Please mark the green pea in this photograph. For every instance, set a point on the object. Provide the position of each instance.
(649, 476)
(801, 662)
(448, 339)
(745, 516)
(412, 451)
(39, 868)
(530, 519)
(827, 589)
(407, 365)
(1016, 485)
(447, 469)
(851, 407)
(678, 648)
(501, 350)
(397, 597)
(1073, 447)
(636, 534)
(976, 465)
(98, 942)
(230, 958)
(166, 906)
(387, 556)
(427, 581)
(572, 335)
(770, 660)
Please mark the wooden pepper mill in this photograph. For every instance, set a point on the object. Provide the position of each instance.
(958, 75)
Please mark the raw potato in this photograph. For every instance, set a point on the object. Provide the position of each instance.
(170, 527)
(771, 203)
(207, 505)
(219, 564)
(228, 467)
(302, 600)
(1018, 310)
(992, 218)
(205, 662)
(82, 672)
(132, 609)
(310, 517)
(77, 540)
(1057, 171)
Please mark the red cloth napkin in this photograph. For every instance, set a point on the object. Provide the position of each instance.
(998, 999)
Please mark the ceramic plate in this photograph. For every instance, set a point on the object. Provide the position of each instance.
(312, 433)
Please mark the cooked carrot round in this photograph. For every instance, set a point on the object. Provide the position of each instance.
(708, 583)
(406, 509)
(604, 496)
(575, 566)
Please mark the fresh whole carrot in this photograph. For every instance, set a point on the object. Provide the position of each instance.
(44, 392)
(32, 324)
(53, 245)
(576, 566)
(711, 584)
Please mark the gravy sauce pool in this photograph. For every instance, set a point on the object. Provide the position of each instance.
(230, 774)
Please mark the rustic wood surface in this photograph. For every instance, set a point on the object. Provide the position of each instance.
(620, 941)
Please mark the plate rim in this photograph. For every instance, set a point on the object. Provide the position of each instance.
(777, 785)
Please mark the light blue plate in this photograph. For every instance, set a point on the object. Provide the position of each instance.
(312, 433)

************

WHAT IS EXPECTED: Return all of the material above exactly as it stands.

ANSWER BELOW:
Please mark the green pea in this photograph. For every instance, set a point on the object. Provide the position of each instance.
(649, 476)
(801, 662)
(448, 339)
(745, 516)
(412, 451)
(39, 868)
(530, 519)
(827, 589)
(407, 365)
(1016, 485)
(447, 469)
(851, 407)
(678, 648)
(501, 350)
(397, 597)
(1073, 447)
(636, 534)
(976, 465)
(98, 942)
(230, 958)
(166, 906)
(387, 556)
(427, 581)
(572, 335)
(770, 660)
Please mark the wooden pepper mill in this photograph. For every instance, set a point on the object. Provide the position of each instance.
(958, 75)
Please mark the raw potato in this photograph. For every instance, set a point on the object. Provide the position of each instance.
(170, 527)
(771, 203)
(207, 505)
(219, 564)
(228, 467)
(302, 600)
(1018, 310)
(992, 218)
(205, 662)
(82, 672)
(132, 609)
(310, 517)
(77, 540)
(1057, 171)
Please mark the red cloth napkin in this photograph. For every instance, set a point on the object. Provide the position of each instance.
(998, 999)
Please mark the ceramic plate in this photograph. For every instance, set a point on the object. Provide the position of each instance.
(312, 433)
Please mark the cooked carrot round in this photograph. For every instance, set a point on the object. Provide the position of each instance.
(708, 583)
(406, 509)
(604, 496)
(575, 566)
Please mark the fresh whole carrot in this photograph. For every instance, set a point on the object. Provide the position of each instance.
(44, 392)
(32, 324)
(53, 245)
(576, 566)
(711, 584)
Please mark the gravy sauce pool in this photograph. For every instance, set a point on the object. Provide the position of each instance.
(230, 774)
Please mark the rustic wood surface in this photograph. For every instance, set a point on the object. Provide the position of each instance.
(620, 941)
Please mark the plate rim in this photograph. For every instance, set a point on the object. Provide the position of each instance.
(777, 785)
Please mark the light blue plate in this photograph. For every instance, set a point on the object. Provide the position of each instance.
(312, 433)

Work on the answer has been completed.